* **Written task**: Can you transcribe the data exactly? Leave the pictures out.

(Excerpts from point annotation data)
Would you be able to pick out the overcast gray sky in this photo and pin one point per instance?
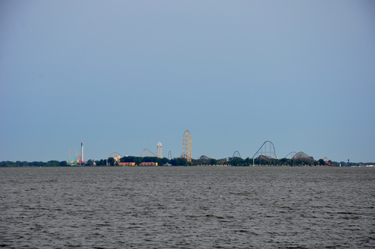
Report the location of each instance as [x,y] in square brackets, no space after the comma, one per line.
[125,75]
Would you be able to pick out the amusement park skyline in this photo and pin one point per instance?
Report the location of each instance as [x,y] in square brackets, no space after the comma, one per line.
[123,76]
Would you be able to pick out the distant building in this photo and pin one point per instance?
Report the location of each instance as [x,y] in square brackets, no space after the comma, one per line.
[126,163]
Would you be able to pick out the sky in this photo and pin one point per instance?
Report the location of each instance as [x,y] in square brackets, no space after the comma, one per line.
[121,76]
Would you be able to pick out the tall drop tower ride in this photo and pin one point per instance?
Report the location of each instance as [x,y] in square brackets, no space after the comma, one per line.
[159,150]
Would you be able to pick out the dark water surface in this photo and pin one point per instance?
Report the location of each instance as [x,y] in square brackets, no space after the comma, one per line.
[187,207]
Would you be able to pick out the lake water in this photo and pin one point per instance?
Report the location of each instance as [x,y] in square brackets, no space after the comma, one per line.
[187,207]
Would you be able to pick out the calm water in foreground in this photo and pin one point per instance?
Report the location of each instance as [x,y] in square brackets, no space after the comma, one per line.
[187,207]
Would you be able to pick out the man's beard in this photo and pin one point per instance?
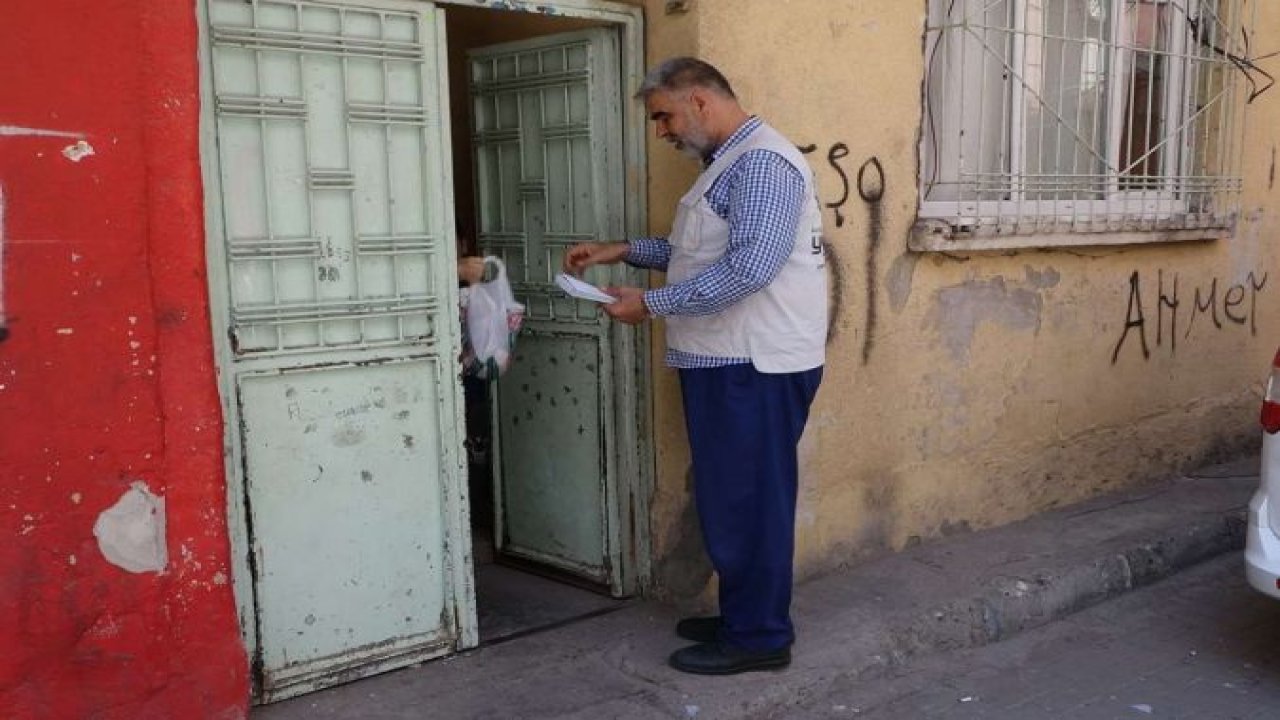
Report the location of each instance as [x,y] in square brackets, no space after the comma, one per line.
[696,144]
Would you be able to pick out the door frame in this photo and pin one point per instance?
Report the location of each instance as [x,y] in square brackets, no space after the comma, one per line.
[632,414]
[460,577]
[630,347]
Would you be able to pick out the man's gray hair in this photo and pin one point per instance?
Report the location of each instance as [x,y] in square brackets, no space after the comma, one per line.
[684,73]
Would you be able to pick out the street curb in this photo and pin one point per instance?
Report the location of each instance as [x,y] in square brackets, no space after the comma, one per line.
[1008,606]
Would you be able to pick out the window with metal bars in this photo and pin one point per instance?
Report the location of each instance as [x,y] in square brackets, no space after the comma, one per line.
[1080,122]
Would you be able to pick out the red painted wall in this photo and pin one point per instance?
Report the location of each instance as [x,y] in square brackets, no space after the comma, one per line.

* **Solution for this task**:
Would you be able to pick out the overcast gray sky in this photo and pin one point per instance?
Report the location of each instance as [x,y] in square brackets, no space after the comma, one per line.
[125,75]
Would you be able to pick out the amusement park skyline in this photo and pin one point per instance?
Report the location of each instance as [x,y] in square brackets, no space after the comma, one per line.
[123,76]
Would you be able to pick out the distant building in this photo and pin one point per instance?
Report the location of each instance as [x,y] in square brackets, no space after the comma, one per line.
[126,163]
Would you be able to pick out the sky in this photo and pin one point per instance?
Report the location of each instance as [x,y] in square brackets, no space after the comma, one per line.
[121,76]
Would you be able to pick out the tall drop tower ride in this photo and pin one point per instance?
Report the location of each instance as [x,y] in square brackets, no space after the comma, one per line.
[159,150]
Would you be able to pick out the dark water surface in this photo and pin one point per instance?
Report the location of each instance as [x,y] in square brackets, no space after the comma, one per line.
[187,207]
Would you be able to pick out the lake water in this photo and pin one point per instance?
Report the location of each instance as [x,y] in square brackets, no space after the comma, one per line.
[187,207]
Would you be able to pick out the calm water in foreground in this photo and pin one point per instance?
Report the location of each instance as [x,y] in square brackets, no space after the comma, one per line.
[187,207]
Would you be able to pick out the man's beard in this photo and pin one point per instance?
Report the location of each instance as [x,y] in square brackets, no space after the comma, one per line.
[696,144]
Would you be able to pick out the door frame in this photo and pin one point per instance?
Report the location of each instance as [x,y] in square brackets, no space after the comma, one per line.
[632,414]
[460,577]
[630,347]
Would you be able to pick out the man's gray hair in this photo and pin one point per instance?
Report the location of each instance as [x,y] in square brackets, no space after the comma, one per line.
[684,73]
Would you be able to pick out the street curb in this photo and pin one point per instance?
Report the location of each instance as [x,y] in square brackets, no space after the comma, one per line.
[1008,606]
Would you be able to pick out the window with metal bars in this photo and pin one point per instance?
Report the location of each instance as [x,y] in square brackets, no space after the comma, one per line.
[1080,122]
Would you be able to pick out the red painted wall in this photo and pin one point per instance?
Report the location of each instance as [x,y] in square brackets, no space after the comma, one per line.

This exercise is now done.